Write out the records below again with "thickest" switched to "widest" and everything else unchanged. Leave the pictures out.

Extracted information:

==*==

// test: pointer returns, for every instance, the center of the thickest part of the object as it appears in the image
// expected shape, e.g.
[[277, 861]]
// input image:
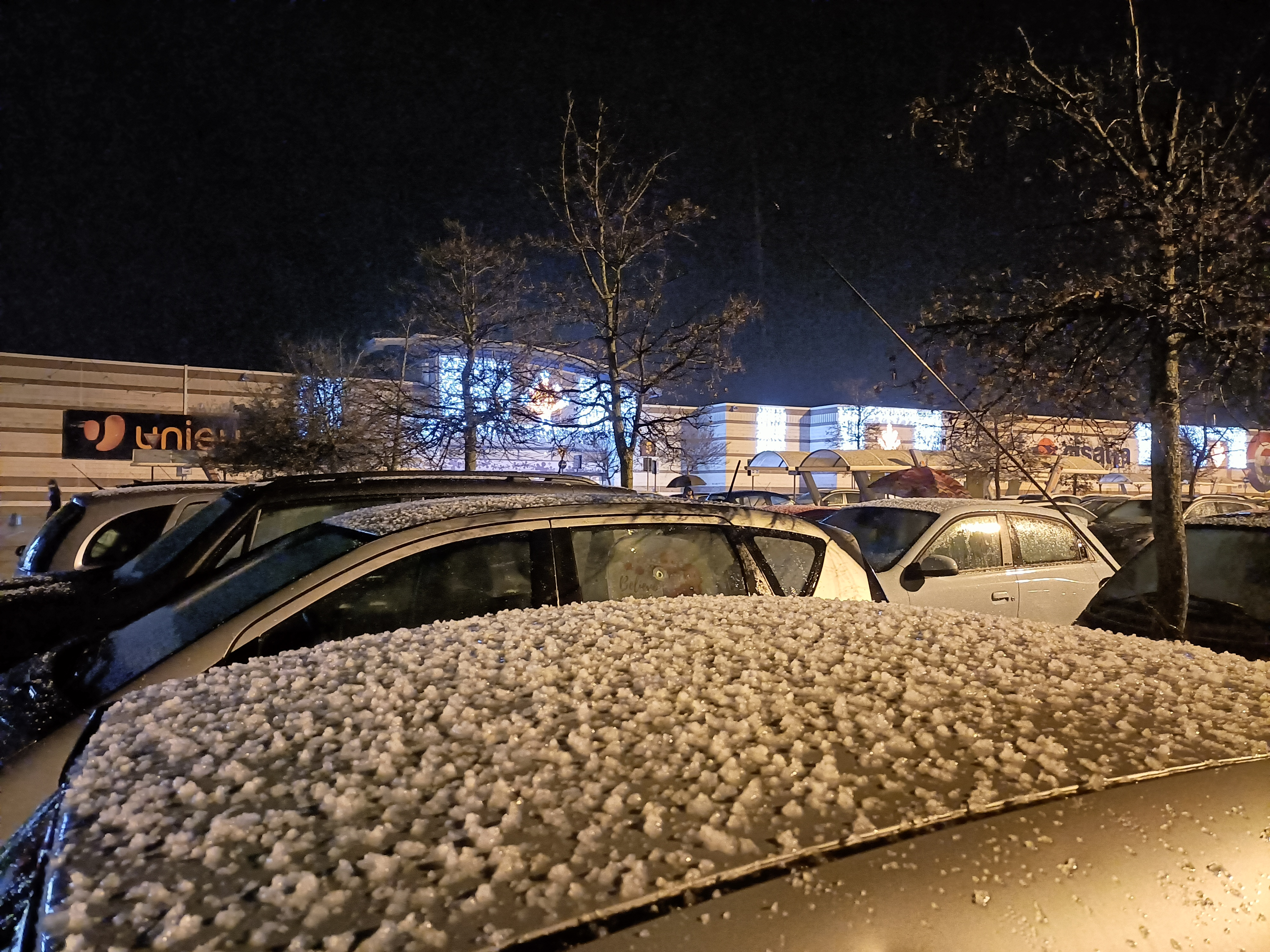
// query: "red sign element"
[[1259, 461]]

==*==

The output:
// test: pointer returns, for every instance, the center of the widest part of the object as it appears in the image
// expected shape, e.g.
[[277, 861]]
// input image:
// query: "red sign element"
[[1259, 461]]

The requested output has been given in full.